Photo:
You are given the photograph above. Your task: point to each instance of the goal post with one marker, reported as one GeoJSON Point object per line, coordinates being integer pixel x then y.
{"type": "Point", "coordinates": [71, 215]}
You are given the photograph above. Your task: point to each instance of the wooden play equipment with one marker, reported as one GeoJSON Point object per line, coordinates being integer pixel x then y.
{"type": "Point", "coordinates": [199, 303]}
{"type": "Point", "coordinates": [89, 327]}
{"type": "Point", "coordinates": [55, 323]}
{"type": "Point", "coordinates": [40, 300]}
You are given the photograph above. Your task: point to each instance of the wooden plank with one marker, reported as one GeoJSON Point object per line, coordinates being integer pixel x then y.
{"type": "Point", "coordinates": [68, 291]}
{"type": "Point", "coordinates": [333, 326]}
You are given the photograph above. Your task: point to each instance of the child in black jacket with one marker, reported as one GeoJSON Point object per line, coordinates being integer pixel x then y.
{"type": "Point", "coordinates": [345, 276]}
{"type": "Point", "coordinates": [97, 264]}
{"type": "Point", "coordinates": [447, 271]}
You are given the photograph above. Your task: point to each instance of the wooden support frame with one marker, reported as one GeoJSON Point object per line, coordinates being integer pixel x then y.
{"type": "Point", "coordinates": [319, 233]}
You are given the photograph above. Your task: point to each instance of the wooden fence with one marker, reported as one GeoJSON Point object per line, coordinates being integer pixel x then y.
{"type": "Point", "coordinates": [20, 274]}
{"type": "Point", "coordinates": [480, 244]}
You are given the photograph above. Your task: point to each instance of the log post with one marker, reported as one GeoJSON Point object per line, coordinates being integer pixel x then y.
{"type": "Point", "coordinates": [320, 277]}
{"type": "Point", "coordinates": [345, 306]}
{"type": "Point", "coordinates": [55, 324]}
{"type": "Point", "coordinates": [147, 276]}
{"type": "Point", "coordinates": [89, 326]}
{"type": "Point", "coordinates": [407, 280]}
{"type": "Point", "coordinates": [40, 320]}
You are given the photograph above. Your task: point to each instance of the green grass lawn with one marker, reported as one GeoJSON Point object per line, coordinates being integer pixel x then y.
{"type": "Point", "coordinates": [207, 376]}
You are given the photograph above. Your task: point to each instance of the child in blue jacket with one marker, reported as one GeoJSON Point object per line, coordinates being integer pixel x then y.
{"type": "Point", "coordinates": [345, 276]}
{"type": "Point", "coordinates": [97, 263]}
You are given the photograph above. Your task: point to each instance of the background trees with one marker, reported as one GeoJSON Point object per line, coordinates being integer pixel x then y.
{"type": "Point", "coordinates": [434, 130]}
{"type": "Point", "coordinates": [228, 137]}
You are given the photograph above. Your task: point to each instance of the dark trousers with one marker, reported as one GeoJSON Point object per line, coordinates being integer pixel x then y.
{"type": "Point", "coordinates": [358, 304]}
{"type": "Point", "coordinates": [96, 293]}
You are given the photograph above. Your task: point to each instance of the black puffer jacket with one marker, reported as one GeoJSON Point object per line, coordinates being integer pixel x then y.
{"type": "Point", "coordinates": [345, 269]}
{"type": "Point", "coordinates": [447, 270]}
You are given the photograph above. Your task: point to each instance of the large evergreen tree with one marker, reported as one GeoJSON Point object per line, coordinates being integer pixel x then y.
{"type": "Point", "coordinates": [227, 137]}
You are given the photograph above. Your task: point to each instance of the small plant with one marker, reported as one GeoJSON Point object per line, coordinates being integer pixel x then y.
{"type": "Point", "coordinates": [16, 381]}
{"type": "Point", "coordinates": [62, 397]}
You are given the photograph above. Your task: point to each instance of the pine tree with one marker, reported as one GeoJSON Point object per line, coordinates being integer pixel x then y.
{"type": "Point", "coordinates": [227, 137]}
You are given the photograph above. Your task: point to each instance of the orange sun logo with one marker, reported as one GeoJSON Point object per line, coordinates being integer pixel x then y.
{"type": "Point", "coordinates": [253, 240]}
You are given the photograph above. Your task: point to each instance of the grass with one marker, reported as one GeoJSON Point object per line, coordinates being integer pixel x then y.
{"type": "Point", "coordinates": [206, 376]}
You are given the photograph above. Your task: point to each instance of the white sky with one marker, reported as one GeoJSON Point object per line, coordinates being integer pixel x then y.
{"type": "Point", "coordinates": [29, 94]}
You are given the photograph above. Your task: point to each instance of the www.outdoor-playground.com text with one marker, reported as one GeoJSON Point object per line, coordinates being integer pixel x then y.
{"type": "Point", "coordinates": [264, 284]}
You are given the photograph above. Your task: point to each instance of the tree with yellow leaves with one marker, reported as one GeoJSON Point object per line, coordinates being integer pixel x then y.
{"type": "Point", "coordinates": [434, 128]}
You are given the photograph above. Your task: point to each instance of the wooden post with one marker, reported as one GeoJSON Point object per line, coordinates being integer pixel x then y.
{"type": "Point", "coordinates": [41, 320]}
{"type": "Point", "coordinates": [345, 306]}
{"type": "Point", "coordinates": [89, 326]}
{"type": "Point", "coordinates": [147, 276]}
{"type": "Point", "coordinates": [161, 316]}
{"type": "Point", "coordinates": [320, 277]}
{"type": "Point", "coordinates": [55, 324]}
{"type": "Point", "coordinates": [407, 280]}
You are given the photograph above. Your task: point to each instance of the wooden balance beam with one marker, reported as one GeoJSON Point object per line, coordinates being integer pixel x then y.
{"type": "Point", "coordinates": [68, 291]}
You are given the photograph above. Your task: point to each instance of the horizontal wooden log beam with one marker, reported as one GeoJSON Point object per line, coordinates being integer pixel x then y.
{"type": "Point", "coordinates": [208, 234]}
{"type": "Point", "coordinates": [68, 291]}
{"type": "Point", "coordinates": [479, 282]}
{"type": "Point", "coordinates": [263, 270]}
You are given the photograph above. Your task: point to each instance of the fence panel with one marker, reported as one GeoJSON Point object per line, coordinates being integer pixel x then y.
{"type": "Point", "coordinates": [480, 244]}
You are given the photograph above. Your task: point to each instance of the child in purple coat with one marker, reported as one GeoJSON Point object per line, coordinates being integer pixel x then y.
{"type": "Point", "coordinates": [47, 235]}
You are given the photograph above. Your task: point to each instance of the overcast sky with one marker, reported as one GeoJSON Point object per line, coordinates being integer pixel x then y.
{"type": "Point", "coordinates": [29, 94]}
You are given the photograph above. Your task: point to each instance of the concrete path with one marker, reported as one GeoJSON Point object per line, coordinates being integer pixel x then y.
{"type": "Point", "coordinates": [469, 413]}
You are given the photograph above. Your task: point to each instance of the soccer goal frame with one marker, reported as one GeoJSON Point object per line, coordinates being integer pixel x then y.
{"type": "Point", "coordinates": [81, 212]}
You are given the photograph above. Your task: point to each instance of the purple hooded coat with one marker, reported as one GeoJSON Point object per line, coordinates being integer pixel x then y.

----

The task here is to output the line with "of the overcast" and all lines after it to the end of the records above, exactly and only those.

• Response box:
You are given the photograph above. Your task: point to each instance of the overcast sky with one marker, reported as one GeoJSON Point object per line, coordinates being integer pixel x then y.
{"type": "Point", "coordinates": [29, 94]}
You are given the photograph above. Your task: point to each instance of the concrete path with one marker, reported as one GeoJSON Point object per line, coordinates being integer pixel x then y.
{"type": "Point", "coordinates": [469, 413]}
You are given the photograph above. Your task: point to each instance of the soccer goal frame with one marker, reported as one GeoJSON Point object per line, coordinates being integer pixel x then y.
{"type": "Point", "coordinates": [81, 212]}
You are given the photograph above. Your task: point to each instance of the purple hooded coat with one marker, reported as one GeoJSON Point object per line, coordinates being integer pixel x then y.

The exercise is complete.